◆ What the task asks ◆
Omit all pictures and give the records below again exactly as written.

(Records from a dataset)
--
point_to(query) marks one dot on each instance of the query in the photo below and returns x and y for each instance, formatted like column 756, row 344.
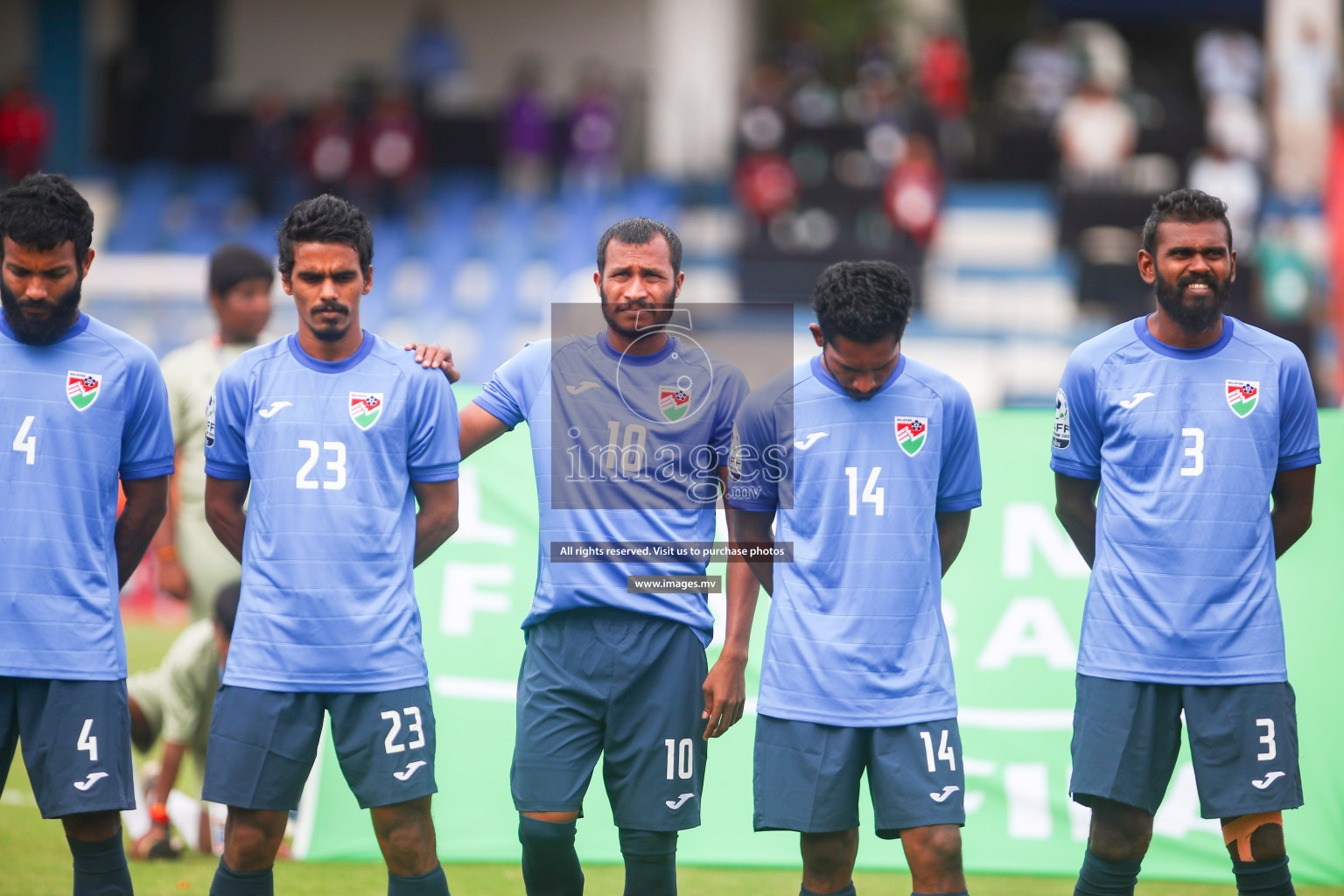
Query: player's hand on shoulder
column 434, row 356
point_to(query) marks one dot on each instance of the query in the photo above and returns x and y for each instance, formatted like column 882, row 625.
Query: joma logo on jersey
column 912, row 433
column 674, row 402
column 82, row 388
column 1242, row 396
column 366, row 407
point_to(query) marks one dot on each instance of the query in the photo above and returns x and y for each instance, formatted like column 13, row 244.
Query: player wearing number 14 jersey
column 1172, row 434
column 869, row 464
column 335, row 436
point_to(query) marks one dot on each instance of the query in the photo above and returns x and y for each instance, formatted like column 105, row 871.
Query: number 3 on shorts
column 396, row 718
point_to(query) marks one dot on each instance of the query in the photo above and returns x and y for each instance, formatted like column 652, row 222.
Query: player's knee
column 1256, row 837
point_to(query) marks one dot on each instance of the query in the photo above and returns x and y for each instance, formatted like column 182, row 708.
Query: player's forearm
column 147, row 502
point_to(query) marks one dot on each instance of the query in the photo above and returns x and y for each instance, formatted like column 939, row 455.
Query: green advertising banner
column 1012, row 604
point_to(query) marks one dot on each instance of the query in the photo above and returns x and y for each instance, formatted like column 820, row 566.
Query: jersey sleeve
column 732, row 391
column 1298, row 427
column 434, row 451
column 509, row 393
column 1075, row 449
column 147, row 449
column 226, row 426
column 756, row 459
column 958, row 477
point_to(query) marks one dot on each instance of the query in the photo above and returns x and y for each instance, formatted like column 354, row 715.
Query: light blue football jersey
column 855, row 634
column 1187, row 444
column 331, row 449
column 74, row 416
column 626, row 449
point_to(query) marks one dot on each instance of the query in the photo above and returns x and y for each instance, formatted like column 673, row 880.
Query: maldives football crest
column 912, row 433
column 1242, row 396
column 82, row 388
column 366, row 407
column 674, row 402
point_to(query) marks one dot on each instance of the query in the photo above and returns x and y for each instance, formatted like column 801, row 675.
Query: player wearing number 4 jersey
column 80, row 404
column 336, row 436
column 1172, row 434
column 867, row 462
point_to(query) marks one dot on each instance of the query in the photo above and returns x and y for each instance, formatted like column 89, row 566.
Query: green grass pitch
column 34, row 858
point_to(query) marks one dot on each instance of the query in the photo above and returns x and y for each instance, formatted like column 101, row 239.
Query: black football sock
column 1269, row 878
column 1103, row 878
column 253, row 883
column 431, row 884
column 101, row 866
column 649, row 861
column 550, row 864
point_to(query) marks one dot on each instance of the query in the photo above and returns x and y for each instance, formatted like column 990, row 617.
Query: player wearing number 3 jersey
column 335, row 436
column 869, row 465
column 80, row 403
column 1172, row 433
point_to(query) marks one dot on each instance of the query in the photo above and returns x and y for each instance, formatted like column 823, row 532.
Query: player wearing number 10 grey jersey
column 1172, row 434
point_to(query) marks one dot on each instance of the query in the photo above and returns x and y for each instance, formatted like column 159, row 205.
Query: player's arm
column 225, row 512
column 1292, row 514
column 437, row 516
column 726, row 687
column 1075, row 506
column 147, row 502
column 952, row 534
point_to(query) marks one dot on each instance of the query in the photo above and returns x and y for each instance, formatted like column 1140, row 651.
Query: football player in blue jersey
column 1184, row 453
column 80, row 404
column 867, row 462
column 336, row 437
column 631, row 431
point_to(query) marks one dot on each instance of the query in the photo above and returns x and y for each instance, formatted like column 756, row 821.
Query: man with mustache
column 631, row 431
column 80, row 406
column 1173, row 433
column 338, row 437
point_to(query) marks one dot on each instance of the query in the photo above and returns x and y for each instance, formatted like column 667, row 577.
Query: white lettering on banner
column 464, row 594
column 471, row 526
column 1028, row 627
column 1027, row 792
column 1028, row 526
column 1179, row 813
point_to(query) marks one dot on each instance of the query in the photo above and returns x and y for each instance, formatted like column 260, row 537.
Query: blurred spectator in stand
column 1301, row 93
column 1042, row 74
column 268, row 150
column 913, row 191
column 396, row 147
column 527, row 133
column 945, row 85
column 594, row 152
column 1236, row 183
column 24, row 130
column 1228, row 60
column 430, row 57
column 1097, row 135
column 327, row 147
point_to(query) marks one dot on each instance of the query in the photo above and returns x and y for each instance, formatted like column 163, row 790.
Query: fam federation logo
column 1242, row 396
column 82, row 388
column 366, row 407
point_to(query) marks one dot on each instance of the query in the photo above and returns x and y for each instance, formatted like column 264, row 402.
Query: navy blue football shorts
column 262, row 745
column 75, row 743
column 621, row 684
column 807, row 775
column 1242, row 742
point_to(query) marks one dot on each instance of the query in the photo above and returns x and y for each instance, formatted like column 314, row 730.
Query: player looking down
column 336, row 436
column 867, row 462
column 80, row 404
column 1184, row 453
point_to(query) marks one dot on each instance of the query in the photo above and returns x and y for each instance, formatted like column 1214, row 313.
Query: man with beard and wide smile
--
◆ Written answer ◆
point_to(query) marks one dot on each instance of the query in the photo below and returns x and y for each instance, formatted like column 756, row 344.
Query: player's hand on shoulder
column 434, row 356
point_to(query) marks one dot on each instance of the query in the photo above and returns x and y for each instance, formatted like column 882, row 625.
Query: joma logo on jersey
column 912, row 433
column 674, row 402
column 82, row 388
column 1242, row 396
column 366, row 407
point_to(query) marks one dot on each instance of the query in the photo above and returns x and y for each instance, formatted like column 13, row 244.
Query: player wearing number 14 jersey
column 1172, row 434
column 869, row 464
column 335, row 436
point_to(query) marks one dot on each instance of the query in the photo above and returns x and y for each instance, formatted like column 105, row 871.
Query: number 3 on shorts
column 396, row 718
point_to(query) marks one dot on each instance of the query in the photo above and returns x and y for each instance, formatted like column 652, row 222.
Query: player's knee
column 1256, row 837
point_to(query) marks one dot on each instance of the query in the photo above and returns x and y for each instance, formatted like column 182, row 708.
Query: player's forearm
column 147, row 502
point_to(query) marks one dot on each instance of the query in the photo above and returns x and y for each instance, formatted like column 939, row 455.
Query: green advertising banner
column 1012, row 604
point_to(query) marks one dot on each instance of the query in the photo above and returns x and y for each instance, formatted like column 820, row 566.
Query: jersey sleeve
column 732, row 391
column 1298, row 427
column 434, row 451
column 509, row 393
column 1075, row 449
column 147, row 449
column 226, row 426
column 756, row 459
column 958, row 477
point_to(query) marks one dot on each instance of the query in the photo above and returns x and y for each instance, formatted like column 354, row 715.
Query: light blue football jersey
column 855, row 634
column 1187, row 444
column 331, row 449
column 74, row 416
column 626, row 449
point_to(query) marks one dot on each instance of the query in the photo above and returns x and y for each instance, formatted like column 673, row 880.
Query: maldives football crest
column 912, row 433
column 1242, row 396
column 82, row 388
column 366, row 407
column 674, row 402
point_to(query) marks one dot on each instance of the query in the photo above and returns x and y for each instance, formatted like column 801, row 675.
Query: player wearing number 4 jersey
column 80, row 404
column 336, row 436
column 1172, row 434
column 867, row 462
point_to(query) marks one dot on each instance of the query in the photo above and returns x and y for each instance, formatted like column 89, row 566.
Query: green grass pitch
column 34, row 858
point_to(query) marks one dot on each instance of the query in the photo above and returns x and y for each instance, formatted like column 101, row 239.
Query: black football sock
column 1269, row 878
column 1103, row 878
column 253, row 883
column 431, row 884
column 101, row 866
column 649, row 861
column 550, row 864
point_to(query) marks one dot on each instance of the query in the photo above and returns x and y for each instance, formatted like column 990, row 617.
Query: player wearing number 3 jersey
column 335, row 436
column 869, row 465
column 80, row 403
column 1172, row 433
point_to(query) marks one dot on each instance of the query in the photo above and returns x and y for each instance, formatted like column 823, row 532.
Query: player wearing number 10 grey jersey
column 1172, row 434
point_to(query) marks one dot on each instance of the query in the photo above and returns x and y for each instance, formatted like column 159, row 205.
Query: player's arm
column 225, row 512
column 1292, row 514
column 437, row 516
column 726, row 687
column 1075, row 506
column 147, row 502
column 952, row 534
point_to(query) marks one dot on each instance of the query in the photo above and returns x and y for each instance, formatted like column 1140, row 651.
Query: football player in blue jersey
column 1184, row 453
column 80, row 404
column 867, row 462
column 336, row 437
column 631, row 431
point_to(query) marks one dot on each instance of the query in the photo above and returns x and y for each instance, formatted like column 756, row 821.
Query: man with mustache
column 631, row 431
column 80, row 406
column 1173, row 433
column 338, row 437
point_to(query) marks one dot on each instance of the query in the photo above and returns x and y for each instance, formatted like column 667, row 577.
Query: white lettering on banner
column 464, row 594
column 471, row 526
column 1028, row 627
column 1027, row 792
column 1028, row 526
column 1179, row 813
point_to(query) marks one dot on each instance of the query in the photo above and returns x and y for each instance, formatted like column 260, row 537.
Query: blurred spectator in stand
column 1301, row 93
column 1042, row 74
column 268, row 150
column 913, row 191
column 396, row 147
column 527, row 133
column 945, row 85
column 594, row 152
column 1236, row 183
column 24, row 130
column 1228, row 60
column 430, row 57
column 1097, row 135
column 327, row 147
point_to(query) marks one dot on each instance of the query in the photo above and returns x and y for each instance, formatted like column 163, row 790.
Query: fam federation logo
column 1242, row 396
column 82, row 388
column 366, row 407
point_to(query) marks one dot on each instance of the query in the photo above and returns x and y for each instance, formatted like column 264, row 402.
Query: navy blue football shorts
column 262, row 745
column 75, row 743
column 621, row 684
column 807, row 775
column 1242, row 742
point_to(query) marks one dot on each instance of the query in the photo above and returns x and y for each instance, formatted like column 314, row 730.
Query: player looking down
column 336, row 436
column 867, row 462
column 80, row 404
column 1184, row 453
point_to(query) marks one dot on each instance of the query in the photo above and returns x and y for each instance, formatted like column 1214, row 313.
Query: man with beard and wide smile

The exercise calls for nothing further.